— Begin TEXT SHOWN —
Nearly a month passed before Calon came through with the money. The Treasury would only release assignats, even though provincials would accept nothing but hard currency. To compensate, Calon raised the men’s salary (reduced to a pittance by inflation), and awarded them military rank: Delambre, Méchain, and Tranchot became captains. This entitled them to food rations. The challenge was to get the peasants and innkeepers to accept the army’s coupons.
Money was not the only obstacle. Geography also presented a challenge. The mournful region between Orléans and Bourges—triste (dreary) Sologne—was one of France’s most level. Where the expedition had once battled suspicious peasants and northern fogs, they now confronted a marshy terrain almost impossible to survey. The green ponds, tall grasses, and patchy forests offered few views into the distance. The rare church steeples were hard to make out through the mists: the steeple at Salbris, used by the surveyors of 1740, had been incinerated by a lightning strike; elsewhere, the Revolution had taken its toll. Delambre expressed his disappointment. “The sans-culottes have destroyed half the steeples in the Bourges region for ‘daring insolently to rise above the height of their humble cottages.’ ” It took Delambre three trips up and down the region to select a chain of workable triangles.
The villages of the Sologne are as isolated today as they were before the region’s swamps were drained. Ponds collect seepage, ditches surround farms, and ruler-straight roads run between twin rows of plane trees. The whine of an occasional motorbike only emphasizes the quiet. The churches are locked year round and are badly in need of repair. The area is depopulated, the number of priests dwindling. In the eighteenth century, the region was already known as the nation’s Siberia. Sandy soil, barren heaths, and thick swamps made even subsistence agriculture burdensome. “There is no soil more unyielding and painful to labor in all the world,” said the locals. Peasants rarely owned their own land. The cattle were sickly, the sheep weak. The ponds bred “Sologne fever” (probably malaria), which afflicted the villages each autumn. And on top of this, the people were beset by a plethora of taxes.
Such a climate bred suspicion. Certain families were said to have the power to bring storms upon their enemies. Sorcerers gathered before dawn at ponds like Boisgibault to beat the waters with great sticks and shout horrible cries. “It was enough for them to seek to change the weather and the blue sky would cloud over and the thunder rumble.” To clear away the fogs and evil vapors required holy incantation and the continual ringing of church bells, called the dindon. The curés had to stuff cotton in their ears to withstand the continual pealing.
The church in Vouzon dates from the sixteenth century and the bell in the square tower used by Delambre still tolls the hours, although the rest of the edifice burned down in the 1880s. At Souesme the church tower has been rebuilt since Delambre’s day, and is covered with scaffolding in anticipation of further repairs. The octagonal Sainte-Montaine belfry still stands, dwarfed by a venerable chestnut tree. Luckily for Delambre, when he visited the site in November the tree was bare of foliage and he could make out the surrounding signals between the branches.
— End TEXT SHOWN —
— Begin SUPPLIED INFORMATION —
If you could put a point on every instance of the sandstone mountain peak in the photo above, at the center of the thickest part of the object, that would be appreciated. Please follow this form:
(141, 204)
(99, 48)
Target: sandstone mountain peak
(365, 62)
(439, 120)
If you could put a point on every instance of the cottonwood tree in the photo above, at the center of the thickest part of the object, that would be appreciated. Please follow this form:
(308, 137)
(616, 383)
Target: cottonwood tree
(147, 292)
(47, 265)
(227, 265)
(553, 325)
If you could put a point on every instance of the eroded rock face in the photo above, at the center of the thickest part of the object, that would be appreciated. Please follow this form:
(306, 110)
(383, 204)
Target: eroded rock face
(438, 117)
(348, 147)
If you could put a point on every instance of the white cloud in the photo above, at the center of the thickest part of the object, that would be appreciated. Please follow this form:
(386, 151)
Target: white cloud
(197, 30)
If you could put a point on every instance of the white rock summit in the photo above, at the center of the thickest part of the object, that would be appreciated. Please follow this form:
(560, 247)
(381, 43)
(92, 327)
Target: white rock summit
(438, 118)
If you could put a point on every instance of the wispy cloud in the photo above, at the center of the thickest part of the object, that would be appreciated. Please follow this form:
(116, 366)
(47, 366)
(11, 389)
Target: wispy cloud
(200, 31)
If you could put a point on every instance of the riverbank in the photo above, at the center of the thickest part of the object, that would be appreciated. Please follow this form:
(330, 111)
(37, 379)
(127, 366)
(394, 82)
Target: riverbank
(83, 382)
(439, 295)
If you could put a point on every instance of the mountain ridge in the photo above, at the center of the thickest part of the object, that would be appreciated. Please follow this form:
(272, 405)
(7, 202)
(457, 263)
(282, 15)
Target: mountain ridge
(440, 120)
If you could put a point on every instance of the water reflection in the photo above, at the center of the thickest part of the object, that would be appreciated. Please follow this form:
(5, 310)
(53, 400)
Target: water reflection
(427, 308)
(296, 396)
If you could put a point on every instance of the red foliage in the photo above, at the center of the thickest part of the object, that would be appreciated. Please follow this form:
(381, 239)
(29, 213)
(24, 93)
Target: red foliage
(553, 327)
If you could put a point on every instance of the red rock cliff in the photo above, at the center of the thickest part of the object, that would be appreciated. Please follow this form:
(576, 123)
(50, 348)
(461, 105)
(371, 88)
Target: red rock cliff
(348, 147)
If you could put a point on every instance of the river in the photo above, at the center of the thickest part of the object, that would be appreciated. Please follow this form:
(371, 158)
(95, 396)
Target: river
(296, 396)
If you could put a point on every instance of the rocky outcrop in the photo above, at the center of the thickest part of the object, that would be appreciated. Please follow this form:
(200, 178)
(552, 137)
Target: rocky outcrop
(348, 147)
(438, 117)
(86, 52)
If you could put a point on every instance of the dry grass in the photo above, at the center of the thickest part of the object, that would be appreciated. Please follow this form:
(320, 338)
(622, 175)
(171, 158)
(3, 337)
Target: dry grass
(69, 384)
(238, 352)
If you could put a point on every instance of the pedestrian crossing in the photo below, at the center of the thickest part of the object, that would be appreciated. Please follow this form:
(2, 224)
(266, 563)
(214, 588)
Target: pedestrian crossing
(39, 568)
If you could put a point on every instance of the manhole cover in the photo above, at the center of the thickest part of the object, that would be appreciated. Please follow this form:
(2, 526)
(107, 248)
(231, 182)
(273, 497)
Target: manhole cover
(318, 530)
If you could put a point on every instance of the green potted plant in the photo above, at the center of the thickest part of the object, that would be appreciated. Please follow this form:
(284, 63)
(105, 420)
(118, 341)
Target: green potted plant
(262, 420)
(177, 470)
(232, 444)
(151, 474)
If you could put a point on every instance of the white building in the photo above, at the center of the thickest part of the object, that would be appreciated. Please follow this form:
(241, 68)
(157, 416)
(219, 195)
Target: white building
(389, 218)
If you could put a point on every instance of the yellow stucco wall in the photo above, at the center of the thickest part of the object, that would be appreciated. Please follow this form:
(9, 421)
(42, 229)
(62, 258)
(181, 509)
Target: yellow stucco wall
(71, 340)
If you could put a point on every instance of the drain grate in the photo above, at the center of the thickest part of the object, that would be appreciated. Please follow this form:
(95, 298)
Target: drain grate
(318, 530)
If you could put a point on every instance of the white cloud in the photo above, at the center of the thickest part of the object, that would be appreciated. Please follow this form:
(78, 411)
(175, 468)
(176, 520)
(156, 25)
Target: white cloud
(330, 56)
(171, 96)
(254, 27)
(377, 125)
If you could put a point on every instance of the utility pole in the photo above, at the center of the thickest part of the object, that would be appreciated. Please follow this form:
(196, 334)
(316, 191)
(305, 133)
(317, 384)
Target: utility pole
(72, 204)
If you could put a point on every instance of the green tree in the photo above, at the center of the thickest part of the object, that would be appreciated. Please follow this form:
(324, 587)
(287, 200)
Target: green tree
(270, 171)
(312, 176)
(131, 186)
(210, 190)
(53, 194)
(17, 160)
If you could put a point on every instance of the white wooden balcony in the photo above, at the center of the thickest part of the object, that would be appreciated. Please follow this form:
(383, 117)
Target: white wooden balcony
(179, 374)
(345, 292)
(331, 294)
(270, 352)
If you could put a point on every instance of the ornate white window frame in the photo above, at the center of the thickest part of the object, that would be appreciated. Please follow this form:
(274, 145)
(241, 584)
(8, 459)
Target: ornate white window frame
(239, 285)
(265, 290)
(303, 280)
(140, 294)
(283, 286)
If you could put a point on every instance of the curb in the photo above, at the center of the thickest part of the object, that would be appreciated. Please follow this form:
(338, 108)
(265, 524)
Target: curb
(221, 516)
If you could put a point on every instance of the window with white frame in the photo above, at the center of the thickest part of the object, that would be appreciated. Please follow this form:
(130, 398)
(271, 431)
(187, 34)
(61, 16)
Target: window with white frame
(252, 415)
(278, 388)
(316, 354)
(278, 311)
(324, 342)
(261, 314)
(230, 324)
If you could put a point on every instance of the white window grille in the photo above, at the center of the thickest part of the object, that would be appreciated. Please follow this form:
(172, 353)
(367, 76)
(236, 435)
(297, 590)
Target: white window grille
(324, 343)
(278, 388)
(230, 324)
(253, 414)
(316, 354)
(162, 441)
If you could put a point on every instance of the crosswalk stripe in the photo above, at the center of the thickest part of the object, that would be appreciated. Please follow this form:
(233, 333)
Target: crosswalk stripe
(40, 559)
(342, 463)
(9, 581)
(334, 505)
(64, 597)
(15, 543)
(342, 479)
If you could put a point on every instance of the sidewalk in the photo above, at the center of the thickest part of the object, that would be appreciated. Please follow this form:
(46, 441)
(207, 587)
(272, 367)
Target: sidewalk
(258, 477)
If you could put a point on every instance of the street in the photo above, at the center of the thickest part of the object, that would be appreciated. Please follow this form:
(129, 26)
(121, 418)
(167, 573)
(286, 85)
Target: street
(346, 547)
— End SUPPLIED INFORMATION —
In the passage on surveying the Sologne, what destroyed the Salbris steeple that the surveyors of 1740 had used?

## [PROBLEM SOLUTION]
A lightning strike.